● **EXTRACTED RECORDS**
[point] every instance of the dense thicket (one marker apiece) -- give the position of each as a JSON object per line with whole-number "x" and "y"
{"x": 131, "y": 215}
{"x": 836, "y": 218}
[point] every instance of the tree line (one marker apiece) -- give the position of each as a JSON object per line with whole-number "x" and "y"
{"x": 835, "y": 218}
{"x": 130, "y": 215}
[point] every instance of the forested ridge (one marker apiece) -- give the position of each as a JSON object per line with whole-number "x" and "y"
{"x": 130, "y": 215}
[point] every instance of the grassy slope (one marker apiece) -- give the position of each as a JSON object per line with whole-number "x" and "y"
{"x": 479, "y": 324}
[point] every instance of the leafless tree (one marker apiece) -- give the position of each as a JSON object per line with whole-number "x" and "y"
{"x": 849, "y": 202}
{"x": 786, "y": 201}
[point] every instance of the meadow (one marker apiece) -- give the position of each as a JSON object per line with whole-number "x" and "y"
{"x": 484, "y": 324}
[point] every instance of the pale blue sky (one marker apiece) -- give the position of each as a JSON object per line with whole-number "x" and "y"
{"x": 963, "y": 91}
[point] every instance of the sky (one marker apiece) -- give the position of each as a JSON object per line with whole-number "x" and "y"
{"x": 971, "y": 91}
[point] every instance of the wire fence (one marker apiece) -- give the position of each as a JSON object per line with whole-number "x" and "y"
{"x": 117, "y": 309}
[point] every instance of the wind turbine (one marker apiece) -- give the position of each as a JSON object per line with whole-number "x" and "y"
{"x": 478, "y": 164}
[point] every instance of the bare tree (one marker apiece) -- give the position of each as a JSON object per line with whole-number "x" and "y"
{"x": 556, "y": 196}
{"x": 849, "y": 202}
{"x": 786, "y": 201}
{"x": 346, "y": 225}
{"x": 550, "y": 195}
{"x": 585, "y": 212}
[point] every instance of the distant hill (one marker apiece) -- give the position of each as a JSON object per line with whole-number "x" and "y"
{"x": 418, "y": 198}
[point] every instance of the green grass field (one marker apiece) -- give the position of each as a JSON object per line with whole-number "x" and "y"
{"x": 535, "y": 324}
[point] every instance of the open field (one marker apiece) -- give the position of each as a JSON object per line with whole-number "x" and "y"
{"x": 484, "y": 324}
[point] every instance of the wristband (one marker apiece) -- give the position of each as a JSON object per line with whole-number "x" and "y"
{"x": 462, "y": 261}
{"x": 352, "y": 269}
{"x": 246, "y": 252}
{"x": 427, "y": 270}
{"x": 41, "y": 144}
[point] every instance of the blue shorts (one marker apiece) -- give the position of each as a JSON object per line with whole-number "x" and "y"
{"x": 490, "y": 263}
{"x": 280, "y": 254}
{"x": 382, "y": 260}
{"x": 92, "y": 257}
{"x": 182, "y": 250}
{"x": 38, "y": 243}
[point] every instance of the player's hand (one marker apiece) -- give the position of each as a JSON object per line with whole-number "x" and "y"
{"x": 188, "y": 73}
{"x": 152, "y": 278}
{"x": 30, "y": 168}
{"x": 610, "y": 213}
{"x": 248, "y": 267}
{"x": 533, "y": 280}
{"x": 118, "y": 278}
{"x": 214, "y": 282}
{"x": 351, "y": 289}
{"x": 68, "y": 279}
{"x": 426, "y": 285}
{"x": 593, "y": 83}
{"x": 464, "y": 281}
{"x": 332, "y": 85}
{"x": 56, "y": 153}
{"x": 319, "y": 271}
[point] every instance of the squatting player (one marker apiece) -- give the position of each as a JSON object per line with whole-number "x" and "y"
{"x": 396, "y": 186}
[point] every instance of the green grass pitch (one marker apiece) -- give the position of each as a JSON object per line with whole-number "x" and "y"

● **WORK TO COMPLETE**
Using the data above, return each line exactly as written.

● **RESULT FOR THIS TASK**
[point] every instance of the dense thicket (one marker apiece) -- give the position of each as a JSON object per line with whole-number "x" and "y"
{"x": 131, "y": 215}
{"x": 836, "y": 218}
[point] every instance of the tree line (one marker apiece) -- give the position of each as a JSON object per line with whole-number "x" and "y"
{"x": 835, "y": 218}
{"x": 130, "y": 215}
[point] every instance of the forested ridge (one marker apiece) -- give the position of each as a JSON object per line with whole-number "x" and "y"
{"x": 130, "y": 215}
[point] every instance of the grassy slope (one marker apiece) -- give the position of each as a JSON object per line with whole-number "x" and "y"
{"x": 479, "y": 324}
[point] every instance of the leafless tree (one marker apiece) -- give the position of each as a JSON object per line with whole-number "x" and "y"
{"x": 849, "y": 202}
{"x": 786, "y": 201}
[point] every instance of the meadow (one marker apiece) -- give the position of each as a JSON object per line with whole-number "x" and "y"
{"x": 484, "y": 324}
[point] every instance of the pale blue sky (one marker apiece) -- give the position of each as a JSON object per line with whole-number "x" and "y"
{"x": 963, "y": 91}
[point] every instance of the sky (one marker apiece) -- give the position of each as a JSON object per line with whole-number "x" and "y"
{"x": 971, "y": 91}
[point] every instance of the wire fence (one marker apiece) -- give the position of each as a JSON object per line with whole-number "x" and "y"
{"x": 117, "y": 309}
[point] every instance of the wind turbine (one marker apiece) -- give the position of each as a JSON object per line with whole-number "x" and "y"
{"x": 478, "y": 164}
[point] every instance of the bare tree (one marker apiece) -- give the position of each as a JSON object per line with whole-number "x" and "y"
{"x": 556, "y": 196}
{"x": 849, "y": 202}
{"x": 786, "y": 201}
{"x": 346, "y": 225}
{"x": 550, "y": 195}
{"x": 585, "y": 212}
[point] every instance of the distant hill (one marker apiece) -- give the position of each as a JSON object per line with whole-number "x" and "y"
{"x": 418, "y": 198}
[point] every instance of the green grass field (one marker apiece) -- give the position of each as a JSON object per line with whole-number "x" and "y"
{"x": 535, "y": 324}
[point] every instance of the open field (one marker apiece) -- give the position of each as a JSON object per line with whole-number "x" and "y"
{"x": 484, "y": 324}
[point] every instance of the wristband (one marker apiece) -- give the position of each as a JSON object per line with whole-number "x" and "y"
{"x": 462, "y": 261}
{"x": 352, "y": 269}
{"x": 246, "y": 252}
{"x": 427, "y": 270}
{"x": 41, "y": 144}
[point] every instance of the blue shorts (one marker apiece) -- give the position of each as a JSON object per line with whole-number "x" and "y"
{"x": 490, "y": 263}
{"x": 280, "y": 254}
{"x": 382, "y": 260}
{"x": 92, "y": 257}
{"x": 182, "y": 250}
{"x": 38, "y": 243}
[point] every instance of the player's hand (one marker apiece) -- give the position of each as a JSON object per line with whole-number "x" and "y"
{"x": 188, "y": 73}
{"x": 152, "y": 278}
{"x": 30, "y": 168}
{"x": 610, "y": 213}
{"x": 248, "y": 267}
{"x": 533, "y": 280}
{"x": 118, "y": 278}
{"x": 214, "y": 282}
{"x": 351, "y": 289}
{"x": 68, "y": 279}
{"x": 426, "y": 285}
{"x": 593, "y": 83}
{"x": 464, "y": 281}
{"x": 332, "y": 85}
{"x": 56, "y": 153}
{"x": 319, "y": 271}
[point] every instance of the squatting player (one marker apiece) -- give the position of each as a JSON object per line with whole-number "x" and "y"
{"x": 396, "y": 186}
[point] every instance of the green grass pitch (one marker apiece) -- give the position of each as a JSON object per line with whole-number "x" and "y"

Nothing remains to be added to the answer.